(Dataset entries)

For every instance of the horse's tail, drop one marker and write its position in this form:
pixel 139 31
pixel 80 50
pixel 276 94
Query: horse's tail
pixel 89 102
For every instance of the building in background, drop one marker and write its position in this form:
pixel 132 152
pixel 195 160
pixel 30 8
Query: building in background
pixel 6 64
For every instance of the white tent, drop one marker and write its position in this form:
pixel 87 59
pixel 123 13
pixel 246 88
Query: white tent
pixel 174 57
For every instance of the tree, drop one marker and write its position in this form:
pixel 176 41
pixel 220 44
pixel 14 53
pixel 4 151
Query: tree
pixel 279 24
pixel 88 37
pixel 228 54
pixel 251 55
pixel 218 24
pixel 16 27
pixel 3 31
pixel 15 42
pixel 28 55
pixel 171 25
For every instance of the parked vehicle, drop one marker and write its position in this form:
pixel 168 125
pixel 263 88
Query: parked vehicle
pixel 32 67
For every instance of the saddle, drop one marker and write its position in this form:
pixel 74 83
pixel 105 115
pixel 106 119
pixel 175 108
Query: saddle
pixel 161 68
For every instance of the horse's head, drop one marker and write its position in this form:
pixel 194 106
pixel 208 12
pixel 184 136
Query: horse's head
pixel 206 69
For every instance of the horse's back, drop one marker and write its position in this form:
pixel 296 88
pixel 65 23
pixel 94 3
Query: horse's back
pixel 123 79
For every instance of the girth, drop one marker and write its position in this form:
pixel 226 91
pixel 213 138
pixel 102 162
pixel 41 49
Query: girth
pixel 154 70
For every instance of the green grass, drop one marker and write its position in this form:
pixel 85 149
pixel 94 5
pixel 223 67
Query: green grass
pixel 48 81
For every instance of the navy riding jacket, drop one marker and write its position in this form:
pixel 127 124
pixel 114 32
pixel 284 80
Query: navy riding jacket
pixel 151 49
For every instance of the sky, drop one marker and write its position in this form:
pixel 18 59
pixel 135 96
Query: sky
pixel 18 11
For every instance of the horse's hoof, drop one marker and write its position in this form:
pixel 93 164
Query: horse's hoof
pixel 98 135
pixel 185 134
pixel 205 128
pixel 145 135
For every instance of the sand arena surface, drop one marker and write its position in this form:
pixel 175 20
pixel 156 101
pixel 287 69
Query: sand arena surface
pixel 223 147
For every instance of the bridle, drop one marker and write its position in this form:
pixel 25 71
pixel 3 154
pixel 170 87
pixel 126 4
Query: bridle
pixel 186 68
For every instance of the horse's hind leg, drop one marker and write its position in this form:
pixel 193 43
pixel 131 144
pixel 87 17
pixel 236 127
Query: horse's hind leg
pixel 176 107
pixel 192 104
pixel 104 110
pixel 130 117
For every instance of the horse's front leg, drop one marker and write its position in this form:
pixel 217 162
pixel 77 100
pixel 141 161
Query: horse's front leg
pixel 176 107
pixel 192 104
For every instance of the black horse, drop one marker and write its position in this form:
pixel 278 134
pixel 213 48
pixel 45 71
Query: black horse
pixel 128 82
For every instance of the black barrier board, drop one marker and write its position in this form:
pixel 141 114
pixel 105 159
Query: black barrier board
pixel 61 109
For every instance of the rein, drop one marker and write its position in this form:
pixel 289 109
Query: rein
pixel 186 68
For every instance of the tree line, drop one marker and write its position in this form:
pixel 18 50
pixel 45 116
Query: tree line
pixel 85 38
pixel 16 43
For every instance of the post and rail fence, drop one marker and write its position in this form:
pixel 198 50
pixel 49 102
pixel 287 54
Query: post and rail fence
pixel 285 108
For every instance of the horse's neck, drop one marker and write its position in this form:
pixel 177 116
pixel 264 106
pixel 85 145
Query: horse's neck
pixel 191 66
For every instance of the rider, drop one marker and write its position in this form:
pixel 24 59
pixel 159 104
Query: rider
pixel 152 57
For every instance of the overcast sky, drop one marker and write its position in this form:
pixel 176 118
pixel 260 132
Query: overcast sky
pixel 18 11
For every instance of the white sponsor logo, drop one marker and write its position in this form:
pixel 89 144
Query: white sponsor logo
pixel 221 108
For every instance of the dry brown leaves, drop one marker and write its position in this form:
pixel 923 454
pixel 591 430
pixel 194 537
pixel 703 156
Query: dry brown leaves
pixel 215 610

Task brief ->
The records above are to be given again in full, exactly as written.

Solution for this task ->
For every instance of the horse's tail, drop one marker and write its position in this form:
pixel 139 31
pixel 80 50
pixel 276 94
Query: horse's tail
pixel 89 102
For every instance of the building in background, drop one marker and write its position in this form:
pixel 132 152
pixel 195 160
pixel 30 8
Query: building in background
pixel 6 64
For every instance of the white tent, drop one marker and write its position in this form:
pixel 87 59
pixel 123 13
pixel 246 88
Query: white tent
pixel 174 57
For every instance of the tree, drop one marker and write its position in this form:
pixel 176 41
pixel 220 44
pixel 14 53
pixel 4 151
Query: tree
pixel 279 24
pixel 88 37
pixel 228 54
pixel 251 55
pixel 218 24
pixel 16 27
pixel 3 31
pixel 15 42
pixel 28 55
pixel 171 25
For every instance of the parked vehicle, drop one marker and write its position in this form:
pixel 168 125
pixel 263 88
Query: parked vehicle
pixel 32 67
For every instance of the saddle, drop one marker and write its position in this form:
pixel 74 83
pixel 105 115
pixel 106 119
pixel 175 108
Query: saddle
pixel 161 68
For every instance of the horse's head, drop one marker and write its position in this form:
pixel 194 106
pixel 208 12
pixel 184 136
Query: horse's head
pixel 206 69
For every instance of the horse's back, drop one marker and write its position in this form:
pixel 296 88
pixel 65 23
pixel 94 3
Query: horse's back
pixel 123 79
For every instance of the girth, drop one marker and write its position in this form:
pixel 226 91
pixel 213 138
pixel 102 162
pixel 41 49
Query: girth
pixel 154 70
For every instance of the green grass, drop one marker and write its position in this form:
pixel 85 149
pixel 94 5
pixel 223 67
Query: green grass
pixel 48 81
For every instance of the navy riding jacket, drop one marker and write its position in this form:
pixel 127 124
pixel 114 32
pixel 284 80
Query: navy riding jacket
pixel 151 49
For every instance of the sky, drop one marker and write its position in this form:
pixel 18 59
pixel 135 96
Query: sky
pixel 18 11
For every instance of the horse's hoof, drop one marker and write its position in this form:
pixel 93 164
Query: horse's hoof
pixel 98 135
pixel 185 134
pixel 205 128
pixel 145 135
For every instance of the sand arena surface, drop one marker and write its position in this form:
pixel 175 20
pixel 156 101
pixel 287 69
Query: sand arena surface
pixel 223 147
For every instance of the bridle, drop one marker and write its position in this form:
pixel 25 71
pixel 3 154
pixel 170 87
pixel 126 4
Query: bridle
pixel 186 68
For every instance of the horse's hind leg, drop one marker and write its position in this form:
pixel 193 43
pixel 131 144
pixel 87 17
pixel 236 127
Query: horse's hind leg
pixel 176 107
pixel 192 104
pixel 104 110
pixel 130 117
For every instance of the horse's front leg, drop one marker and write its position in this form:
pixel 217 162
pixel 77 100
pixel 141 161
Query: horse's front leg
pixel 176 107
pixel 192 104
For every instance of the black horse, drop one marker and write its position in this form:
pixel 278 134
pixel 213 48
pixel 45 71
Query: black horse
pixel 128 82
For every instance of the black barrier board, drop one marker and write its position in this form:
pixel 141 114
pixel 105 159
Query: black barrier board
pixel 61 109
For every instance of the rein, drop one marker and write its position in this form:
pixel 289 109
Query: rein
pixel 186 68
For every instance of the tree line, drop one marker and write its position in this form:
pixel 18 50
pixel 45 116
Query: tree line
pixel 85 38
pixel 16 43
For every instance of the post and rail fence, drop one marker and write its position in this form:
pixel 198 50
pixel 49 102
pixel 287 54
Query: post and rail fence
pixel 285 108
For every instance of the horse's neck, drop one marker and write its position in this form:
pixel 177 116
pixel 264 106
pixel 85 145
Query: horse's neck
pixel 191 66
For every instance of the rider, drop one marker and write its position in this form:
pixel 24 59
pixel 159 104
Query: rider
pixel 152 57
For every instance of the overcast sky, drop one marker and write its position in this form:
pixel 176 118
pixel 260 132
Query: overcast sky
pixel 18 11
For every instance of the white sponsor logo, drop one marker and write its position in this form:
pixel 89 144
Query: white sponsor logo
pixel 221 108
For every instance of the dry brown leaves, drop one marker and write its position in this form:
pixel 923 454
pixel 591 430
pixel 194 537
pixel 703 156
Query: dry brown leaves
pixel 215 610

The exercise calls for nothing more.